SOURCE DOCUMENT
Thanks for the response. Good advice about the "official tax advisor", so much of this seems very open to interpretation.

Regarding severance/redundancy pay, I can def see the distinction you make. However, in practice there does not seem to be any difference and the terms seem to be used interchangeably. (Both terms were used in emails/docs I received from my UK employer.)

The IRS website def says severance pay qualifies for FEIE. Since the US doesn't use the term "redundancy" it seems reasonable to interpret redundancy pay (as used in UK) as severance pay (per the US term).

The tax advisor seemed to be interpreting rules that said something like ...
income can only be excluded if it is earned either this yr or the yr prior...something like that. I guess it comes down to the interpretation of "severance pay". Is it something that's attributable for several years (10 in my case) or is it a one off payment.

It seems that in either case, if all the amounts were below the FEIE threshhold for the years in question then there should not be a problem (no US tax). But my (ex) employer is attempting to withhold a large amount of US tax from the payment, in addition to UK tax, and that does not seem right.


----------



## ldnxpat

Thanks for that 10K illustration, it really does help lay out why interpreting this the way the tax adviser did makes no sense at all. I agree, it's not money that was due to be given 10 yrs ago but they're only getting around to it now, instead it's a payment made NOW and thus qualifies for FEIE. Cheers.


----------



## celticweb

When dealing with the IRS (and even tax advisors), things are rarely logical. 

I also interpret the words as being interchangeable. earned income is wages and includes severance payments and IRS taxes severance payments as wages too, and yes on the IRS website under Foreign Earned Income Exclusion Requirements it does clearly say this

t also may include severance pay, sick leave pay and vacation pay. Foreign earned income can also include noncash income such as the fair market value of lodging, a car, or employer provided meals. 

If you must use a tax advisor, try to find that supports your interpretation of things. 

Good luck!


----------



## Bevdeforges

As you said, the term "redundancy" doesn't have any real meaning in the US.

If your employer insists on withholding US taxes on your severance, then you just file your 2017 returns claiming the FEIE for the whole thing and claim a refund of the amounts over-withheld. OK, you have to wait for your money, but that throws it squarely in the IRS' court and lets them decide. Remember, US income tax is calculated on a cash basis, not accrual.
Cheers,
Bev


----------



## ldnxpat

Bevdeforges said:


> Remember, US income tax is calculated on a cash basis, not accrual.


Thanks. Just so I'm clear, I think "income tax is calculated on a cash basis" means that you pay tax on the income/money in the year you receive it, not the year you did the work to earn the money?

In my case, even though I did the work for bonus in 2016, since I'm not getting the money in 2017 it becomes a matter for 2017 tax yr (i think).

Cheers...ldnxpat


----------



## Bevdeforges

ldnxpat said:


> Thanks. Just so I'm clear, I think "income tax is calculated on a cash basis" means that you pay tax on the income/money in the year you receive it, not the year you did the work to earn the money?
> 
> In my case, even though I did the work for bonus in 2016, since I'm not getting the money in 2017 it becomes a matter for 2017 tax yr (i think).

RECORD EXCERPTS

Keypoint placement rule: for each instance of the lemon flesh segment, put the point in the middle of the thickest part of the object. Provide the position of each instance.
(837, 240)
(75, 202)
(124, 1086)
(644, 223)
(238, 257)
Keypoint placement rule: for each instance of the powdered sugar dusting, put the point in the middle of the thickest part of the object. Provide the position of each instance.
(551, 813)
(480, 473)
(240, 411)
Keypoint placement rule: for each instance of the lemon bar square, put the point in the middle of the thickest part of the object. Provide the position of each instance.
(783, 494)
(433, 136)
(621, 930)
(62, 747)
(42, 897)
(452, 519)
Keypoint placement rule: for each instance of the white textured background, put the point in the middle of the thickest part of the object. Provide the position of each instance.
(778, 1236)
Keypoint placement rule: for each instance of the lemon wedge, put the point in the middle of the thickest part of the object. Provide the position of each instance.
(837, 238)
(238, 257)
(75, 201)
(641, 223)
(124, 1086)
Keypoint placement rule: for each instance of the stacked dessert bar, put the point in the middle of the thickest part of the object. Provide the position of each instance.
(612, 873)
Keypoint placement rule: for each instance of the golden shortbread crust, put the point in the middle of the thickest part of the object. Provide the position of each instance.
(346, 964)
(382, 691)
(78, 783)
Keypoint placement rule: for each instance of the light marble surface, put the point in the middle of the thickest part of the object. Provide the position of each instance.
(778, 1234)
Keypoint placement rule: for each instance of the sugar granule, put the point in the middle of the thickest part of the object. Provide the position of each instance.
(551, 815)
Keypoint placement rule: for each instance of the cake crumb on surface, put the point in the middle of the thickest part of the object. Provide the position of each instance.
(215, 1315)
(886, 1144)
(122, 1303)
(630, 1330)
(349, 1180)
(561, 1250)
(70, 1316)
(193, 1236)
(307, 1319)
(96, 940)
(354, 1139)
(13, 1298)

==

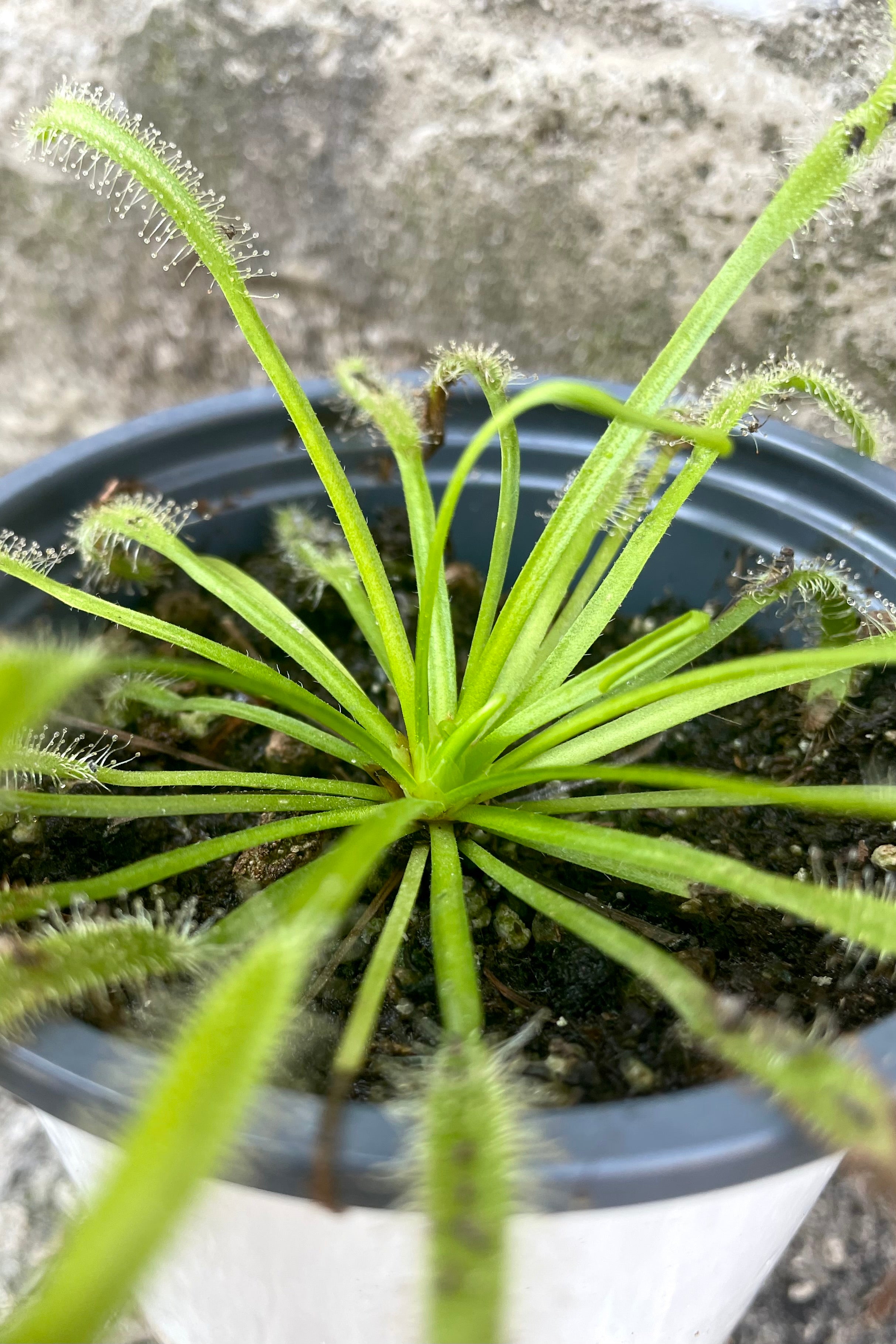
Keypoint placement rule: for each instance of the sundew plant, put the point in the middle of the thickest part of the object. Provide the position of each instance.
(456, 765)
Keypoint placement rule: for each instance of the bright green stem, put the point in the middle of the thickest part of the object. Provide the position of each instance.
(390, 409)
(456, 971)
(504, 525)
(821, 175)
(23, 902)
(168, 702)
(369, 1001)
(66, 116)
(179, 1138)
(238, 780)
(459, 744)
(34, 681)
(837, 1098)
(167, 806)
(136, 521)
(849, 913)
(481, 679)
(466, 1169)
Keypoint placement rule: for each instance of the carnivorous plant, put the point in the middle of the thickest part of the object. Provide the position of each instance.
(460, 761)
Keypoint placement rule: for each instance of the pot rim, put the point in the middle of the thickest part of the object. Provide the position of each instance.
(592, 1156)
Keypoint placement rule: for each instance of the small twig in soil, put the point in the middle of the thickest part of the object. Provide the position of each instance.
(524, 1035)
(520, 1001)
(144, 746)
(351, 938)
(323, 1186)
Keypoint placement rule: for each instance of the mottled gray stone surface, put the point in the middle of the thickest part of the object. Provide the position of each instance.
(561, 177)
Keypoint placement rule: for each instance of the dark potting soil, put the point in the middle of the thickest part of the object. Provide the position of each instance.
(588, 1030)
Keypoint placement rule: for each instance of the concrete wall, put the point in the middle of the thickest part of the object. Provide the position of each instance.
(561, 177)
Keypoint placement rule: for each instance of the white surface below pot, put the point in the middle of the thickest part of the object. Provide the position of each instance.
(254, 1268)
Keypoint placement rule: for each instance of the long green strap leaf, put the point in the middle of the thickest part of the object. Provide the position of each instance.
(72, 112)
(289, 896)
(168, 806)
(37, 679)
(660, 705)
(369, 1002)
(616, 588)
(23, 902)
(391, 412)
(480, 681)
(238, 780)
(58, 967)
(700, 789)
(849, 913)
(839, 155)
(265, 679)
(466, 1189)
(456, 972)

THINGS TO DO
**1.** Name each thing that the IRS passage quoted in the severance pay thread says foreign earned income can include.
**2.** Carry on the forum thread about severance pay and the foreign earned income exclusion from the point where it stops.
The listing has no connection to the forum thread on severance pay and the foreign earned income exclusion.

RESULTS FOR THE EXERCISE
**1.**
- Severance pay
- Sick leave pay
- Vacation pay
- Lodging (noncash income, at fair market value)
- A car (noncash income)
- Employer provided meals (noncash income)

**2.**
> 
> Cheers...ldnxpat


Correct - cash basis means you declare and pay taxes in the year you receive the money, not in the year you "earned" it. 
Cheers,
Bev


----------



## ldnxpat

I google this but cannot find an answer...
Does anyone know WHY the FEIE only goes back 2 years. I know these things are usually to do with big earners shifting money to this year and that year etc, but I can't find any explanation as to the limited look back of the FEIE. Thanks.


----------



## Bevdeforges

Ultimately, you're supposed to take the FEIE when you're entitled to it, and not "backfile" to get it. They have to make some allowances, however, for those who move somewhere mid-year and thus don't qualify for the FEIE when their first year returns are due. While the usual course of action is to extend your filing deadline until you have your first full year abroad done, it is also possible to file the return without the FEIE, and then amend after you fulfill the physical presence test to claim the refund. Two years gives you just enough time for that.

The threat has always been that, if the IRS audits you (a real long shot these days) for failure to file, you don't have the option to take the FEIE retroactively.

But, frankly, it's really rare that any of these "oddities" of tax law are explained anywhere.
Cheers,
Bev


----------



## LC3622

Bevdeforges said:


> Ultimately, you're supposed to take the FEIE when you're entitled to it, and not "backfile" to get it. They have to make some allowances, however, for those who move somewhere mid-year and thus don't qualify for the FEIE when their first year returns are due. While the usual course of action is to extend your filing deadline until you have your first full year abroad done, it is also possible to file the return without the FEIE, and then amend after you fulfill the physical presence test to claim the refund. Two years gives you just enough time for that.
> 
> The threat has always been that, if the IRS audits you (a real long shot these days) for failure to file, you don't have the option to take the FEIE retroactively.
> 
> But, frankly, it's really rare that any of these "oddities" of tax law are explained anywhere.
> Cheers,
> Bev


I thought you can take the exclusion any time if you do not owe any tax after the exclusion...

This is from the website:

The foreign earned income exclusion is voluntary. You can choose the foreign earned income exclusion and the foreign housing exclusion by completing the appropriate parts of Form 2555. Your initial choice of the exclusions on Form 2555, Foreign Earned Income or Form 2555-EZ, Foreign Earned Income Exclusion generally must be made with:

•a timely filed return (including any extensions),


•a return amending a timely filed return, or


•a late-filed return filed within 1 year from the original due date of the return (determined without regard to any extensions).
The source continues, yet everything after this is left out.